[Task instructions]: Could you return each of the records below word for word, leaving out the pictures?

[Excerpted data]:

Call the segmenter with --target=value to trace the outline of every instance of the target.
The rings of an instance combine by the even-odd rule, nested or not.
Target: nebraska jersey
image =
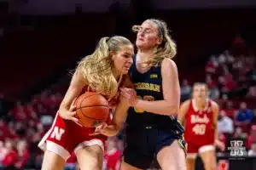
[[[212,100],[207,99],[206,107],[199,110],[194,99],[190,100],[186,115],[185,140],[198,146],[214,143],[213,112]]]

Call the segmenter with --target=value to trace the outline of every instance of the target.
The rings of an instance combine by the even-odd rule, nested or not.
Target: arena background
[[[233,122],[220,138],[227,146],[232,139],[242,139],[247,152],[256,152],[255,7],[253,0],[1,0],[0,168],[40,169],[37,144],[67,90],[70,71],[101,37],[118,34],[134,42],[131,26],[148,18],[164,20],[177,42],[182,99],[193,82],[206,82]],[[241,122],[236,116],[245,110],[242,102],[253,116]],[[112,140],[120,153],[123,138]],[[9,155],[6,162],[3,150],[19,156]],[[219,169],[256,169],[255,157],[231,159],[230,152],[218,153]],[[200,159],[197,169],[202,169]]]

[Exercise response]:
Call the segmenter with --target=value to trace the outline of every instance of the target.
The rings of an instance combine by the even-odd rule, nested or not.
Target: nebraska jersey
image =
[[[212,100],[207,99],[206,107],[199,110],[194,99],[190,100],[186,115],[185,140],[198,146],[214,143],[213,112]]]

Call the segmenter with --target=value to trace the outline of every instance of the target.
The rings of an instance combine by the even-odd rule, nested or not.
Target: arena background
[[[233,122],[220,138],[227,146],[232,139],[242,139],[247,152],[256,152],[255,7],[253,0],[1,0],[0,168],[40,169],[37,144],[67,90],[70,71],[101,37],[118,34],[134,42],[131,26],[148,18],[164,20],[177,42],[182,99],[193,82],[206,82]],[[241,122],[236,116],[245,110],[242,102],[253,116]],[[112,140],[120,153],[123,138]],[[9,155],[6,162],[3,150],[19,156]],[[219,169],[256,169],[255,157],[231,159],[230,152],[218,153]],[[200,159],[197,169],[202,169]]]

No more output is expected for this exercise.